## [MATERIAL PROVIDED]
***

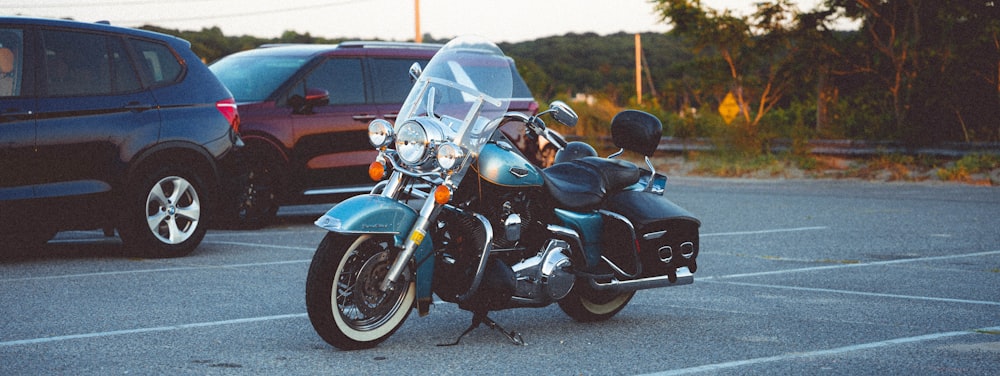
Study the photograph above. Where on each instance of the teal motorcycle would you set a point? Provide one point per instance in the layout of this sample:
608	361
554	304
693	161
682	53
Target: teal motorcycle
459	213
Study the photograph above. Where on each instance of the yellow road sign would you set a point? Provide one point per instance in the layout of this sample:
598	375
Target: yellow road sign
729	108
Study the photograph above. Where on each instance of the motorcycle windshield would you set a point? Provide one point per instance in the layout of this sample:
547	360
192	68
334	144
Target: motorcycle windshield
467	85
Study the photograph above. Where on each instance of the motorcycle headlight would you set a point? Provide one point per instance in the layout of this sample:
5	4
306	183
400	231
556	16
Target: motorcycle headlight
449	155
380	133
411	143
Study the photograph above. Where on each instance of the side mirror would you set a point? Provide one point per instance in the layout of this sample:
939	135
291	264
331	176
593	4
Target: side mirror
563	113
415	72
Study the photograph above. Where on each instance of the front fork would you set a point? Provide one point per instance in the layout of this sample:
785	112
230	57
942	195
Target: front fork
430	209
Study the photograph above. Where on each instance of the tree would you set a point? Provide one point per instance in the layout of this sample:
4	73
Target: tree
759	51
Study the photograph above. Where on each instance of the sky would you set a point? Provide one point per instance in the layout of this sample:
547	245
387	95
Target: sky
500	21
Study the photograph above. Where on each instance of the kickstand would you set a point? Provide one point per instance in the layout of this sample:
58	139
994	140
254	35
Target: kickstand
482	318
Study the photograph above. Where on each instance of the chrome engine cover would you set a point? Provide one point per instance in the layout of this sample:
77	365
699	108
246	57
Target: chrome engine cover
543	278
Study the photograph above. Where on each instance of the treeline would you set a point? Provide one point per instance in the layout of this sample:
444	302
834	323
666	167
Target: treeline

***

## [TASK TO COMPLETE]
The listing above needs to be output again exactly. Don't include the pictures.

## [SOLUTION]
Study the photograph above. Where on each instance of the teal motorcycle would you set a point? Provide one point per instance in the layout of this sample:
608	361
554	304
693	161
682	53
Target: teal motorcycle
459	213
Study the photograph above. Where on each instance of the yellow road sign would you set a point? Provide one point per instance in the layout of this sample:
598	375
Target: yellow road sign
729	108
Study the photograph above. Where on each instance of the motorcycle windshield would you set a point? Provide one point per instance in the layout of this sample:
547	360
192	68
334	144
Target: motorcycle windshield
467	85
Study the photograph above. Where on each instance of the motorcycle headlight would you set a point? Provide one point per instance in the layout of this sample:
5	4
306	183
400	231
556	16
Target: motorcycle headlight
449	155
380	133
411	143
Study the photograph above. Where on each instance of the side mirror would you set a point? Provide one point per instance in the layout of this sample:
939	135
291	264
331	176
593	4
Target: side mirror
563	113
415	72
Study the photograph above. Where on each instance of the front fork would you set a point? Provide one point per instance in the layout of this sample:
785	112
230	57
942	195
Target: front fork
430	209
Study the photograph above. Where on each instance of the tree would you set a point? Provide one point per instance in the layout of this sample:
4	73
Target: tree
759	51
Study the photograph above. Where on each instance of the sky would you set a point? Provide one point per instance in the layout of this sample:
547	245
387	95
Target: sky
500	21
Study the photograph above. Where on each instance of the kickstand would you set a point? Provide one point per instance in the layout of this sample:
58	139
994	140
254	35
Target: kickstand
482	318
Study the photograph above. Where on each instance of the chrome engine cover would you set a point? Provide one point per instance in the layout of this sample:
77	365
699	108
246	57
Target: chrome engine cover
543	278
Study the photograph above. Where on each instance of the treeline would you set a point? Provide one point per instance in the layout of this sample:
444	302
834	323
666	167
Target: treeline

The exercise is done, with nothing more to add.